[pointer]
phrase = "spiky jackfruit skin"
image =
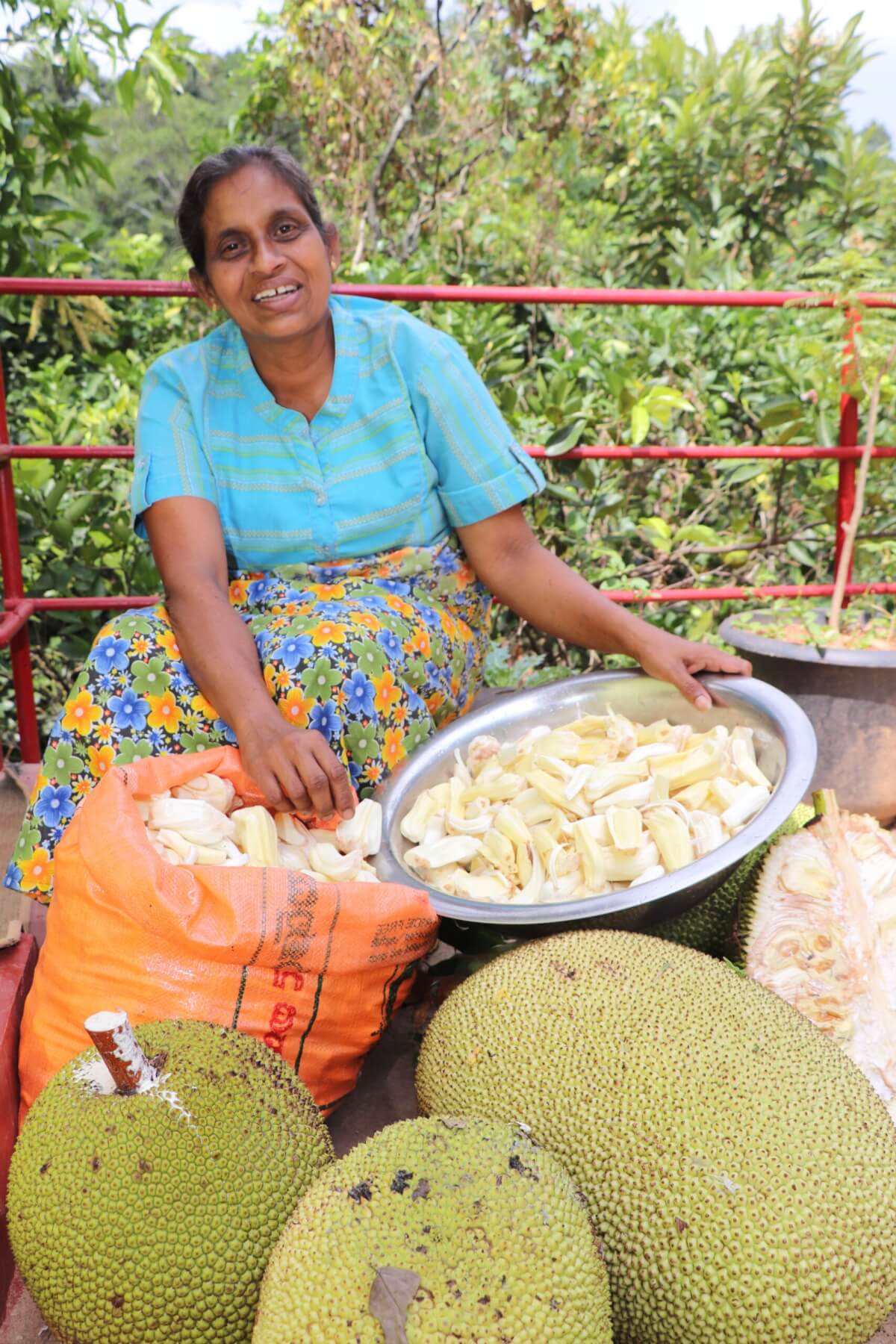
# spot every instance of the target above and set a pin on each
(746, 895)
(707, 927)
(134, 1225)
(739, 1169)
(492, 1225)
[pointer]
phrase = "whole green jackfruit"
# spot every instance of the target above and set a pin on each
(479, 1236)
(148, 1218)
(739, 1169)
(707, 927)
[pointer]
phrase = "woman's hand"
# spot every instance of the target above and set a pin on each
(672, 659)
(296, 769)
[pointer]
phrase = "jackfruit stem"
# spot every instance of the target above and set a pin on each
(825, 803)
(113, 1036)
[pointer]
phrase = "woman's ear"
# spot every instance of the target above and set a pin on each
(331, 240)
(203, 289)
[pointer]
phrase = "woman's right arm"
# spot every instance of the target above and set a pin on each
(294, 768)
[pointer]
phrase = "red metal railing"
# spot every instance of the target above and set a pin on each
(19, 606)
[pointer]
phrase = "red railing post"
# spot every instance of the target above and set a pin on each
(13, 594)
(848, 437)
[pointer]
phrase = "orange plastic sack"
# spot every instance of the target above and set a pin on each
(314, 969)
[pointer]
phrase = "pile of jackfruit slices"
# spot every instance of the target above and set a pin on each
(205, 823)
(597, 806)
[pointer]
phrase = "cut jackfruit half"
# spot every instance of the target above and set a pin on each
(820, 930)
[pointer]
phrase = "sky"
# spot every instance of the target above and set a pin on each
(223, 25)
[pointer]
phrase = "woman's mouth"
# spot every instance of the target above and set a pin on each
(276, 296)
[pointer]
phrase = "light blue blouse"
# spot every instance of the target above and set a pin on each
(408, 445)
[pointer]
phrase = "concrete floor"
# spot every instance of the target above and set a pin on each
(383, 1095)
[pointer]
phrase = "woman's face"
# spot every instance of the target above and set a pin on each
(267, 264)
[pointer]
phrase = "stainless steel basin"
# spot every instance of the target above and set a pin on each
(785, 749)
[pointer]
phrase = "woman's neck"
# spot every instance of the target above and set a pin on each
(297, 373)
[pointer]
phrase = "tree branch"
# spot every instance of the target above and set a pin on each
(852, 527)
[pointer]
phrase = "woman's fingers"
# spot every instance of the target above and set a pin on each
(689, 687)
(299, 772)
(336, 774)
(293, 788)
(267, 783)
(704, 658)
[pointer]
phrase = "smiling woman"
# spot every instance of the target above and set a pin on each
(332, 499)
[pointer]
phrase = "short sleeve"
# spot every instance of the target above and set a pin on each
(168, 453)
(481, 468)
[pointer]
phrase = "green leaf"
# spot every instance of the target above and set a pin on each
(564, 438)
(391, 1295)
(640, 423)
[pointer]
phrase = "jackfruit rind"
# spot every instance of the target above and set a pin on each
(820, 930)
(492, 1225)
(739, 1169)
(149, 1218)
(707, 927)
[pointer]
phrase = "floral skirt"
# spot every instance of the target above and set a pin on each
(375, 655)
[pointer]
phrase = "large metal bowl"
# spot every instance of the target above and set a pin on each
(785, 750)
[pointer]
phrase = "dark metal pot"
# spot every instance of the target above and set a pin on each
(850, 699)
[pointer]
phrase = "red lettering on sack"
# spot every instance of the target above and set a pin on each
(281, 974)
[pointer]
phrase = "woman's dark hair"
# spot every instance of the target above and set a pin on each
(217, 168)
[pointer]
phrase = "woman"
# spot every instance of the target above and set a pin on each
(332, 500)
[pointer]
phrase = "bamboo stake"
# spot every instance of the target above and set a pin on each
(852, 527)
(113, 1036)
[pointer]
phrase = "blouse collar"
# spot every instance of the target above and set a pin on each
(344, 370)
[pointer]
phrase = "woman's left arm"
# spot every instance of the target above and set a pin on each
(543, 591)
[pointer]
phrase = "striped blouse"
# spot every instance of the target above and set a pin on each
(408, 445)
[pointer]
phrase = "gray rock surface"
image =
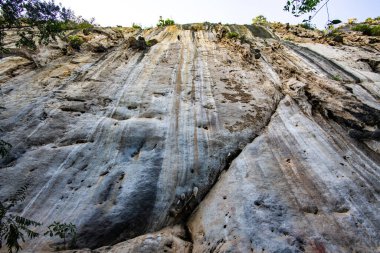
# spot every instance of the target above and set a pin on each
(126, 142)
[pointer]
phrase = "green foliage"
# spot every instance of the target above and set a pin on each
(232, 35)
(13, 227)
(367, 29)
(136, 26)
(36, 22)
(166, 22)
(260, 20)
(75, 41)
(63, 230)
(151, 43)
(307, 25)
(352, 21)
(299, 7)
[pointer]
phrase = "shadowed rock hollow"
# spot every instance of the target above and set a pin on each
(219, 144)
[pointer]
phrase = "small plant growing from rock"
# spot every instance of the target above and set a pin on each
(260, 20)
(232, 35)
(75, 41)
(165, 22)
(13, 227)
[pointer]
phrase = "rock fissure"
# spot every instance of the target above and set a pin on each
(213, 138)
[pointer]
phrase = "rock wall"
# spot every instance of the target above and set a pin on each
(125, 141)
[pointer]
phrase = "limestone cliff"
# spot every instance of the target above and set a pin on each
(203, 142)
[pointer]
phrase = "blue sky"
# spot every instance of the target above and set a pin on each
(147, 12)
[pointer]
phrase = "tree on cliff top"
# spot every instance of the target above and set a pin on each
(34, 22)
(299, 7)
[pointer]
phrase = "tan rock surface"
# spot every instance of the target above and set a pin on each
(126, 142)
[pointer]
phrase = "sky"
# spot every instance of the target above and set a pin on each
(147, 12)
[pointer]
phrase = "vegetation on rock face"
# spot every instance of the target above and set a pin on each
(259, 20)
(232, 35)
(35, 22)
(165, 22)
(14, 228)
(307, 25)
(299, 7)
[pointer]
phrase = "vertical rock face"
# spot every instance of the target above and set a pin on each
(127, 142)
(296, 188)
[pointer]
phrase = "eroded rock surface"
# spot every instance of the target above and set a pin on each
(123, 142)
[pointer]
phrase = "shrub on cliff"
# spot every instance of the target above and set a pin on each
(15, 228)
(165, 22)
(34, 23)
(299, 7)
(260, 20)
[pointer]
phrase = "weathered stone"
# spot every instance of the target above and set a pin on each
(128, 142)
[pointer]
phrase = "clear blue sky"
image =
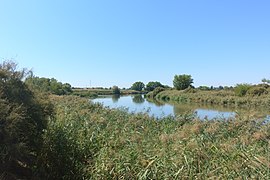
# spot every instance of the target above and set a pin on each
(118, 42)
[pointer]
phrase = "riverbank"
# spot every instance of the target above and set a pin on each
(218, 97)
(93, 93)
(88, 141)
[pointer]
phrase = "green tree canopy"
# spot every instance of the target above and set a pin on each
(116, 90)
(183, 81)
(49, 85)
(138, 86)
(153, 85)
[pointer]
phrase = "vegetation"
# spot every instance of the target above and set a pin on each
(23, 117)
(48, 85)
(182, 82)
(153, 85)
(88, 141)
(137, 86)
(116, 90)
(75, 139)
(242, 89)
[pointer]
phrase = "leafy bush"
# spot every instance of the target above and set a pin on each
(48, 85)
(182, 82)
(241, 89)
(23, 117)
(137, 86)
(116, 90)
(153, 85)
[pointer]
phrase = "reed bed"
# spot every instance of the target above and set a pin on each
(89, 141)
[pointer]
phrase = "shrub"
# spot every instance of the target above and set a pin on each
(241, 89)
(23, 117)
(116, 90)
(182, 82)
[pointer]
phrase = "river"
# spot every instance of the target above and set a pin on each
(137, 103)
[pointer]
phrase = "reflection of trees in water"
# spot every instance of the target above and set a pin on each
(138, 99)
(156, 102)
(183, 108)
(115, 97)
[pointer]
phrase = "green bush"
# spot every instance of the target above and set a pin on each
(23, 117)
(115, 90)
(241, 89)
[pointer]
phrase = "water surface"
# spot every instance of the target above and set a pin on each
(137, 103)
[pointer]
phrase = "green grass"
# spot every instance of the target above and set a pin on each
(88, 141)
(222, 97)
(93, 93)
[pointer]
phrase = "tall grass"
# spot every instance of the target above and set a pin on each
(88, 141)
(222, 97)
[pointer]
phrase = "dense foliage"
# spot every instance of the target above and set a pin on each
(242, 89)
(49, 85)
(88, 141)
(116, 90)
(182, 82)
(23, 117)
(137, 86)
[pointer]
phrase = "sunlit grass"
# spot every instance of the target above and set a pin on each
(89, 141)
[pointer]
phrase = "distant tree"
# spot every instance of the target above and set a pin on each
(116, 90)
(48, 85)
(138, 86)
(204, 88)
(264, 80)
(153, 85)
(181, 82)
(138, 99)
(220, 87)
(242, 89)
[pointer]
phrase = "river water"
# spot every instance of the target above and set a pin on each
(137, 103)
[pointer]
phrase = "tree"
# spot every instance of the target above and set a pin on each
(264, 80)
(182, 82)
(153, 85)
(138, 86)
(242, 89)
(116, 90)
(48, 85)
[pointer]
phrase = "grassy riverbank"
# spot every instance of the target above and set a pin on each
(92, 93)
(218, 97)
(89, 141)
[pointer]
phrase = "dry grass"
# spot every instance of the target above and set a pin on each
(112, 144)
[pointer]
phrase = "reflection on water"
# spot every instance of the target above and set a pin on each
(138, 99)
(137, 103)
(115, 98)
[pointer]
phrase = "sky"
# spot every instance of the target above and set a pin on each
(101, 43)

Solicitud:
Cuenta las líneas de los ítems en las que aparece la palabra "green" y responde únicamente con esa cifra.

Solución:
6